Excerpts from point annotation data
— Start —
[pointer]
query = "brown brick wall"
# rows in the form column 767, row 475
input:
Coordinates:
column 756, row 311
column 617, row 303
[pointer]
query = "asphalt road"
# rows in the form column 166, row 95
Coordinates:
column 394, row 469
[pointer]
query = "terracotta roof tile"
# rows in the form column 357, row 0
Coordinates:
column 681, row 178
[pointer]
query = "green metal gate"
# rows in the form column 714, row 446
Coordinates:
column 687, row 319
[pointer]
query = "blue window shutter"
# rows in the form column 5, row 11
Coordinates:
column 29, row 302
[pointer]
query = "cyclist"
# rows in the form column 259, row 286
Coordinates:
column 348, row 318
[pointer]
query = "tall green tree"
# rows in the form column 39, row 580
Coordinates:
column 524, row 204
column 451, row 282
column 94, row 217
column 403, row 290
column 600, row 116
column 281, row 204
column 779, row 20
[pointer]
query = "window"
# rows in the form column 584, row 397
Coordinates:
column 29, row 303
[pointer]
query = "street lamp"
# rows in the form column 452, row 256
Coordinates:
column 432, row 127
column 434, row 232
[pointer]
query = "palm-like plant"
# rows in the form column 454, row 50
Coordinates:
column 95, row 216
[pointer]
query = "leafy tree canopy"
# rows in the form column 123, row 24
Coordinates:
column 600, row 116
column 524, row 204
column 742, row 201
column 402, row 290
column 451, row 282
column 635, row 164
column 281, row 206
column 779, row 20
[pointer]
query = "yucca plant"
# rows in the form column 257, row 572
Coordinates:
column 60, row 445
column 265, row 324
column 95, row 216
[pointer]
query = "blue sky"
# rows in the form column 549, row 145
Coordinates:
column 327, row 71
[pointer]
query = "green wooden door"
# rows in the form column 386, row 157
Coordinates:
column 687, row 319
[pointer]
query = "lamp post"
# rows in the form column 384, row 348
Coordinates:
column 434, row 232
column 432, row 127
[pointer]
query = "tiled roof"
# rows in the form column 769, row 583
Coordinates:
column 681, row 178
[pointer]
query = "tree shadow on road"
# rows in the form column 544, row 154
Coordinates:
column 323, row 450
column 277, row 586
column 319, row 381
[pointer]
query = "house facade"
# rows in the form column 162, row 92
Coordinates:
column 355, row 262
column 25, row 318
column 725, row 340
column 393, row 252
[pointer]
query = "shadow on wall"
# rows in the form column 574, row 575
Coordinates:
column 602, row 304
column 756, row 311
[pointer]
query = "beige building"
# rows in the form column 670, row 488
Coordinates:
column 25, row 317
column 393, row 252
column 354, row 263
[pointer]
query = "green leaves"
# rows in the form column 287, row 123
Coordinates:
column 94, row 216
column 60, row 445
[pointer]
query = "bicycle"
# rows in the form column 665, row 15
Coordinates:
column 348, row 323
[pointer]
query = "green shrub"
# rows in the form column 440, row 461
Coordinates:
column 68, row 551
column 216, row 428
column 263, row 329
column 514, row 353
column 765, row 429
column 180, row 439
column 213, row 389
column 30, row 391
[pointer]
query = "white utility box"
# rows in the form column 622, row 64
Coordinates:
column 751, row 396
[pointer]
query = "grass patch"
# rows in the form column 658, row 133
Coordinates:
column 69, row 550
— End —
STATED TASK
Swap "Coordinates" for "Points" in the entries from the beginning through the line with "column 348, row 318", and give only those lines again with nothing else changed.

ANSWER TO THIS EXERCISE
[pointer]
query = "brown brick wall"
# rows in the form column 767, row 475
input:
Points:
column 756, row 311
column 617, row 303
[pointer]
query = "asphalt road"
# rows in the form column 166, row 95
Points:
column 394, row 469
[pointer]
query = "terracotta roof tile"
# rows in the form column 357, row 0
Points:
column 681, row 178
[pointer]
query = "green metal gate"
# rows in the form column 714, row 446
Points:
column 687, row 319
[pointer]
query = "blue window shutter"
# rows in the form column 5, row 11
Points:
column 29, row 302
[pointer]
query = "cyclist"
# rows in the form column 259, row 286
Points:
column 348, row 318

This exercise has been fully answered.